#### Description of the task
Rewrite the rows below, changing every "Kindly provide" to "Please give" and leaving everything else as it is.

....................

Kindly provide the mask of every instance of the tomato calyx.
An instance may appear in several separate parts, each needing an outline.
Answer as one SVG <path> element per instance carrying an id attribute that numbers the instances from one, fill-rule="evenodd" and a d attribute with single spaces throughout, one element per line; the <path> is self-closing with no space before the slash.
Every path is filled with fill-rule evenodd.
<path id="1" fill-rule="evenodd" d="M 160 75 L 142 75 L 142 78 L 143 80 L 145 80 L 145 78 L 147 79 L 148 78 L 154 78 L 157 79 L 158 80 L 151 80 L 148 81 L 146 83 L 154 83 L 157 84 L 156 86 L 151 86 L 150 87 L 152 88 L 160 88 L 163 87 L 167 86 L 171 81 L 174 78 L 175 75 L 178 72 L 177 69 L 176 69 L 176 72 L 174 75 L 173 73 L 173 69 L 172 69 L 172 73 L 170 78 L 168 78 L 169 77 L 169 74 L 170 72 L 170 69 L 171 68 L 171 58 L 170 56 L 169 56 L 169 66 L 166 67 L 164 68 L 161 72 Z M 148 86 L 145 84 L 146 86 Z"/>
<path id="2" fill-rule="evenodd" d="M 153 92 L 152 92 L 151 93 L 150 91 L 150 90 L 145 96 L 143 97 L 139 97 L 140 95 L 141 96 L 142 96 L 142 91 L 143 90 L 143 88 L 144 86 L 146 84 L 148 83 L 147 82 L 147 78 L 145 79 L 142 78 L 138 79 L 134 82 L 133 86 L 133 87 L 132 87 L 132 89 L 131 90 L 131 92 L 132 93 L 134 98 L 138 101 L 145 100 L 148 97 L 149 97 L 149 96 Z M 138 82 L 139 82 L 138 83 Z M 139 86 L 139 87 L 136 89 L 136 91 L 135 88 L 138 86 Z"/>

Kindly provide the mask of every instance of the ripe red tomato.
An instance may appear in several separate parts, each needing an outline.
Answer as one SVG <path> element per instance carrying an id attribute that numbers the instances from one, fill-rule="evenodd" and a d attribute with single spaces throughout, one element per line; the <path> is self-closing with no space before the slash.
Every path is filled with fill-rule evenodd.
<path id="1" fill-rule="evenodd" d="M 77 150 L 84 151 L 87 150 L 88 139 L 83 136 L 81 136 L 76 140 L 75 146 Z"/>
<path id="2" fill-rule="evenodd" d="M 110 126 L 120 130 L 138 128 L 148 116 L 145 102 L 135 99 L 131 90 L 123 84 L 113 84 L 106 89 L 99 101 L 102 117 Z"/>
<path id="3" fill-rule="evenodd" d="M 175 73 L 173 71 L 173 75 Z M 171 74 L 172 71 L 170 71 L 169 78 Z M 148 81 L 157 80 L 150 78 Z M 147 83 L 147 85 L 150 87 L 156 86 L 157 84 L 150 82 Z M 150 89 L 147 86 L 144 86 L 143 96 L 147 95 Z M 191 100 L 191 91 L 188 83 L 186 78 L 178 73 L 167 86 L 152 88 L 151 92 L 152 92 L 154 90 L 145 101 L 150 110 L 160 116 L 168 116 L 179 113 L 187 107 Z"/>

....................

#### Answer
Please give the mask of every instance of the tomato calyx.
An instance may appear in several separate parts, each needing an outline.
Answer as one SVG <path> element per instance carrying an id attribute that numbers the instances from one, fill-rule="evenodd" and a d attribute with single spaces throughout, one element per line; the <path> is self-closing with no space before the slash.
Every path is filled with fill-rule evenodd.
<path id="1" fill-rule="evenodd" d="M 160 75 L 142 75 L 142 78 L 143 80 L 145 80 L 145 78 L 147 79 L 148 78 L 154 78 L 157 79 L 158 80 L 151 80 L 148 81 L 146 83 L 154 83 L 157 84 L 156 86 L 151 86 L 150 87 L 152 88 L 160 88 L 163 87 L 167 86 L 171 81 L 174 78 L 175 75 L 178 72 L 177 69 L 176 69 L 176 72 L 174 75 L 173 73 L 173 69 L 172 69 L 172 73 L 170 78 L 168 78 L 169 77 L 169 74 L 170 72 L 170 69 L 171 68 L 171 58 L 170 56 L 169 56 L 169 66 L 166 67 L 164 68 L 161 72 Z M 148 86 L 145 84 L 146 86 Z"/>
<path id="2" fill-rule="evenodd" d="M 153 92 L 152 92 L 151 93 L 150 91 L 150 90 L 145 96 L 143 97 L 139 97 L 140 95 L 141 96 L 142 96 L 142 91 L 143 90 L 143 88 L 144 86 L 146 84 L 148 83 L 147 82 L 147 78 L 145 79 L 142 78 L 138 79 L 134 82 L 133 86 L 133 87 L 132 87 L 132 89 L 131 90 L 131 92 L 132 93 L 134 98 L 138 101 L 145 100 L 148 97 L 149 97 L 149 96 Z M 138 82 L 139 82 L 138 83 Z M 139 86 L 139 87 L 136 89 L 136 91 L 135 88 L 138 86 Z"/>

Please give the mask of every instance of the ripe red tomato.
An instance may appear in several separate parts, each needing an outline.
Answer as one SVG <path> element per instance carrying an id attribute that numbers the instances from one, fill-rule="evenodd" and a d attribute with single spaces throughout, one element per line; the <path> is self-closing with no space before the slash.
Every path is filled with fill-rule evenodd.
<path id="1" fill-rule="evenodd" d="M 77 150 L 84 151 L 87 150 L 88 139 L 83 136 L 81 136 L 76 140 L 75 146 Z"/>
<path id="2" fill-rule="evenodd" d="M 110 126 L 120 130 L 138 128 L 148 116 L 145 102 L 135 99 L 131 90 L 123 84 L 113 84 L 106 89 L 99 101 L 102 117 Z"/>
<path id="3" fill-rule="evenodd" d="M 175 73 L 173 71 L 173 75 Z M 171 74 L 172 71 L 170 71 L 169 78 Z M 148 81 L 157 80 L 150 78 Z M 147 83 L 147 85 L 150 87 L 156 86 L 157 84 L 150 82 Z M 150 89 L 147 86 L 144 86 L 143 96 L 147 95 Z M 191 100 L 191 91 L 188 83 L 186 78 L 178 73 L 167 86 L 152 88 L 151 92 L 152 92 L 154 90 L 145 101 L 150 110 L 160 116 L 168 116 L 179 113 L 187 107 Z"/>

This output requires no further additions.